Records from a data collection
..............................

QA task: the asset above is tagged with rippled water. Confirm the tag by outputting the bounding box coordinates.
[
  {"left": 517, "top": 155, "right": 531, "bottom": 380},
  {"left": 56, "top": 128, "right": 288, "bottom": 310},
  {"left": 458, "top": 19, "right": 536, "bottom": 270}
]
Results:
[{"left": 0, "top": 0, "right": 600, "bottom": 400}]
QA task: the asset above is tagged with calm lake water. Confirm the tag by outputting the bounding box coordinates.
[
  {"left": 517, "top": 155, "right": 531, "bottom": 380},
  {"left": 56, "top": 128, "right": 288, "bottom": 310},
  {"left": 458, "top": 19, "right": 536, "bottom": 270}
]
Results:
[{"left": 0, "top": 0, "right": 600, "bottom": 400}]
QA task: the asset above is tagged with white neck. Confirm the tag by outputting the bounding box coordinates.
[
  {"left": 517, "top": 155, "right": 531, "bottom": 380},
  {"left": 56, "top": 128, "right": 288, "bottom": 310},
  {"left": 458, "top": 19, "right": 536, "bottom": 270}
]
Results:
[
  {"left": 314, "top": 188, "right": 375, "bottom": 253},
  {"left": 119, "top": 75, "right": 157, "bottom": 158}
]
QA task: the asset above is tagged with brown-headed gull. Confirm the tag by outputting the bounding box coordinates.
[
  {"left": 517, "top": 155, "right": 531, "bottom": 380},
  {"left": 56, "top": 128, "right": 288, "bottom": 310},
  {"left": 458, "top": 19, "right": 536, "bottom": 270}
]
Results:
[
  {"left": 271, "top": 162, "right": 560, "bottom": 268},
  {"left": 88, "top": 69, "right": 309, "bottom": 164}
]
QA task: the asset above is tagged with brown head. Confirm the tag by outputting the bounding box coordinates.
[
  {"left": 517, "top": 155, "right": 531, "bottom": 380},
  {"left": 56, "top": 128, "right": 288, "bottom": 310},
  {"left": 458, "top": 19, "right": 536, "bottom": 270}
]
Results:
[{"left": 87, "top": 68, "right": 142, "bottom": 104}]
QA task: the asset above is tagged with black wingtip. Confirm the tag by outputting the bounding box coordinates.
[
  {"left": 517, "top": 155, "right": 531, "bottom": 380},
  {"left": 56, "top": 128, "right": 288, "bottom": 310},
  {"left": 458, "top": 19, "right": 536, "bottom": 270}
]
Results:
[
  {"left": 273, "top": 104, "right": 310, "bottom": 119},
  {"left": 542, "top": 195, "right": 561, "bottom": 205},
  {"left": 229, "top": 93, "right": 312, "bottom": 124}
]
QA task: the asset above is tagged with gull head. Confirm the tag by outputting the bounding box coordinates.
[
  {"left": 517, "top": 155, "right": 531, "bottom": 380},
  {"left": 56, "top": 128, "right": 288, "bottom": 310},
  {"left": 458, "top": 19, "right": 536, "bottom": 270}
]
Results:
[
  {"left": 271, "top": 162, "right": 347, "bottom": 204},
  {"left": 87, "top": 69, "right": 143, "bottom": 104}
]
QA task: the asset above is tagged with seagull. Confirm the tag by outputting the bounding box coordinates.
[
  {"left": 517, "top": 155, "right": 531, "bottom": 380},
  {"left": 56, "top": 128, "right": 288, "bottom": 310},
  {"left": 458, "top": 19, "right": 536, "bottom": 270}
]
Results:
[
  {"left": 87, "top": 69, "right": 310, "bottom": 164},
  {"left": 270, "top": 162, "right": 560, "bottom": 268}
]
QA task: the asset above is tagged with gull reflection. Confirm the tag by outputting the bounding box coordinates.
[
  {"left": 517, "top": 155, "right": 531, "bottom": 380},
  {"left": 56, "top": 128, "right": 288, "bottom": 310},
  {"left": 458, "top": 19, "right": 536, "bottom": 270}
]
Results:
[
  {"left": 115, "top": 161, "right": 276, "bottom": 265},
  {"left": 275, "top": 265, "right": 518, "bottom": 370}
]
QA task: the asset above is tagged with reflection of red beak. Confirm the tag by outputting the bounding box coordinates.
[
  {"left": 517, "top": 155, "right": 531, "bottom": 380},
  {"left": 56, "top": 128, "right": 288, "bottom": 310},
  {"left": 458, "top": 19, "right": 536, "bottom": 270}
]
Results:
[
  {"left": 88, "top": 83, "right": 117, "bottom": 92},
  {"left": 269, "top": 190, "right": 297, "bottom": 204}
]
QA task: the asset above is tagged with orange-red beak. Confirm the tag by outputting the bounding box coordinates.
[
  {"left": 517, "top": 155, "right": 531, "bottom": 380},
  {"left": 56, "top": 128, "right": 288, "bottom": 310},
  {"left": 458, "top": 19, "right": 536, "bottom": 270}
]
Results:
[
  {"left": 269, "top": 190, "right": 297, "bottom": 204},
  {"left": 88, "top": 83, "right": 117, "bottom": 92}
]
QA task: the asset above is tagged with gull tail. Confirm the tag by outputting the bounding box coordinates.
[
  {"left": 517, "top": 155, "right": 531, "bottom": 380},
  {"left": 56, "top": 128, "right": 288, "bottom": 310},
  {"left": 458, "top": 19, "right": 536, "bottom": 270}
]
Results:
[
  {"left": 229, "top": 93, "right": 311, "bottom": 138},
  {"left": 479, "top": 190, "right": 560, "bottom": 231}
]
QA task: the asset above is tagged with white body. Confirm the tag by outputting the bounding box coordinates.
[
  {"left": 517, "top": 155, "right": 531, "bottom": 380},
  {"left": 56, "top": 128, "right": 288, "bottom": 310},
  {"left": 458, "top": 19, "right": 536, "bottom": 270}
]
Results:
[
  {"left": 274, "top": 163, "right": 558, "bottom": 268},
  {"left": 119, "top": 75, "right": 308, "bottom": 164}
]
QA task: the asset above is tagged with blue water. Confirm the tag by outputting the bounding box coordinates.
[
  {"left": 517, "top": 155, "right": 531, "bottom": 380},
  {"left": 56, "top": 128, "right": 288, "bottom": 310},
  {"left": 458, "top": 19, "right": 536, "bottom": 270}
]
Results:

..............................

Return the material in full, exactly as shown.

QA task: the asset above is tagged with rippled water. Confirm the tag by outputting the bounding box coordinates.
[
  {"left": 517, "top": 155, "right": 531, "bottom": 380},
  {"left": 56, "top": 128, "right": 288, "bottom": 310},
  {"left": 458, "top": 19, "right": 536, "bottom": 270}
]
Results:
[{"left": 0, "top": 0, "right": 600, "bottom": 400}]
QA task: the asset above is tagged with calm lake water. Confirm the tag by outputting the bounding box coordinates.
[
  {"left": 517, "top": 155, "right": 531, "bottom": 380},
  {"left": 56, "top": 128, "right": 288, "bottom": 310},
  {"left": 458, "top": 19, "right": 536, "bottom": 270}
]
Results:
[{"left": 0, "top": 0, "right": 600, "bottom": 400}]
QA task: the asset above is tagged with white neck. Confirm the tag by outputting the bounding box coordinates.
[
  {"left": 517, "top": 155, "right": 531, "bottom": 380},
  {"left": 56, "top": 128, "right": 288, "bottom": 310},
  {"left": 458, "top": 19, "right": 536, "bottom": 270}
]
Results:
[
  {"left": 314, "top": 188, "right": 375, "bottom": 253},
  {"left": 119, "top": 75, "right": 157, "bottom": 158}
]
QA task: the asset above is tagged with brown-headed gull. Confirm the tag by outputting the bounding box coordinates.
[
  {"left": 517, "top": 155, "right": 531, "bottom": 380},
  {"left": 56, "top": 128, "right": 288, "bottom": 310},
  {"left": 458, "top": 19, "right": 536, "bottom": 270}
]
Results:
[
  {"left": 271, "top": 162, "right": 560, "bottom": 268},
  {"left": 88, "top": 69, "right": 309, "bottom": 164}
]
QA task: the asset above is tagged with brown head. Confirm the tag by outputting the bounding box coordinates.
[
  {"left": 517, "top": 155, "right": 531, "bottom": 380},
  {"left": 56, "top": 128, "right": 288, "bottom": 310},
  {"left": 458, "top": 19, "right": 536, "bottom": 270}
]
Results:
[{"left": 87, "top": 68, "right": 142, "bottom": 104}]
QA task: the asset above is tagged with black wingtip. Confirm the tag by outputting the bounding box coordinates.
[
  {"left": 517, "top": 155, "right": 531, "bottom": 380},
  {"left": 56, "top": 128, "right": 288, "bottom": 310},
  {"left": 458, "top": 19, "right": 536, "bottom": 270}
]
Results:
[
  {"left": 273, "top": 104, "right": 310, "bottom": 119},
  {"left": 542, "top": 195, "right": 561, "bottom": 205},
  {"left": 229, "top": 93, "right": 312, "bottom": 124}
]
QA task: the asset above is tagged with gull head. Confirm the tag by outputting the bounding box coordinates.
[
  {"left": 517, "top": 155, "right": 531, "bottom": 380},
  {"left": 56, "top": 128, "right": 288, "bottom": 310},
  {"left": 458, "top": 19, "right": 536, "bottom": 270}
]
Results:
[
  {"left": 271, "top": 162, "right": 347, "bottom": 204},
  {"left": 87, "top": 69, "right": 143, "bottom": 104}
]
QA task: the asset above is tagged with seagull. Confirm the tag by outputting the bounding box coordinates.
[
  {"left": 517, "top": 155, "right": 531, "bottom": 380},
  {"left": 56, "top": 128, "right": 288, "bottom": 310},
  {"left": 458, "top": 19, "right": 536, "bottom": 270}
]
Results:
[
  {"left": 87, "top": 69, "right": 310, "bottom": 164},
  {"left": 270, "top": 162, "right": 560, "bottom": 268}
]
QA task: the asset above is tagged with gull reflection. Confirm the tag by outputting the bounding box coordinates.
[
  {"left": 517, "top": 155, "right": 531, "bottom": 380},
  {"left": 56, "top": 128, "right": 288, "bottom": 310},
  {"left": 458, "top": 19, "right": 536, "bottom": 270}
]
Results:
[
  {"left": 115, "top": 161, "right": 276, "bottom": 265},
  {"left": 275, "top": 265, "right": 518, "bottom": 370}
]
QA task: the asset above is tagged with reflection of red beak. Confirm the tag by outputting the bounding box coordinates.
[
  {"left": 517, "top": 155, "right": 531, "bottom": 380},
  {"left": 56, "top": 128, "right": 288, "bottom": 310},
  {"left": 458, "top": 19, "right": 536, "bottom": 270}
]
Results:
[
  {"left": 88, "top": 83, "right": 117, "bottom": 92},
  {"left": 269, "top": 190, "right": 297, "bottom": 204}
]
QA task: the asset above is tagged with orange-red beak. Confirm the tag by outputting the bounding box coordinates.
[
  {"left": 517, "top": 155, "right": 531, "bottom": 380},
  {"left": 56, "top": 128, "right": 288, "bottom": 310},
  {"left": 458, "top": 19, "right": 536, "bottom": 270}
]
Results:
[
  {"left": 269, "top": 190, "right": 297, "bottom": 204},
  {"left": 88, "top": 83, "right": 117, "bottom": 92}
]
QA task: the asset above is tagged with gull tail. Confirm the tag by outputting the bounding box coordinates.
[
  {"left": 517, "top": 155, "right": 531, "bottom": 380},
  {"left": 56, "top": 128, "right": 288, "bottom": 310},
  {"left": 458, "top": 19, "right": 536, "bottom": 270}
]
Results:
[
  {"left": 229, "top": 93, "right": 311, "bottom": 138},
  {"left": 479, "top": 190, "right": 560, "bottom": 231}
]
QA task: the asset above is tagged with white body. Confirm the tag by outputting the bounding box coordinates.
[
  {"left": 517, "top": 155, "right": 531, "bottom": 380},
  {"left": 56, "top": 128, "right": 288, "bottom": 310},
  {"left": 458, "top": 19, "right": 536, "bottom": 270}
]
Results:
[
  {"left": 274, "top": 163, "right": 558, "bottom": 268},
  {"left": 119, "top": 75, "right": 308, "bottom": 164}
]
QA task: the asset above is tagged with blue water. Confirm the tag by outputting the bounding box coordinates.
[
  {"left": 517, "top": 155, "right": 531, "bottom": 380},
  {"left": 56, "top": 128, "right": 288, "bottom": 310},
  {"left": 458, "top": 19, "right": 536, "bottom": 270}
]
Results:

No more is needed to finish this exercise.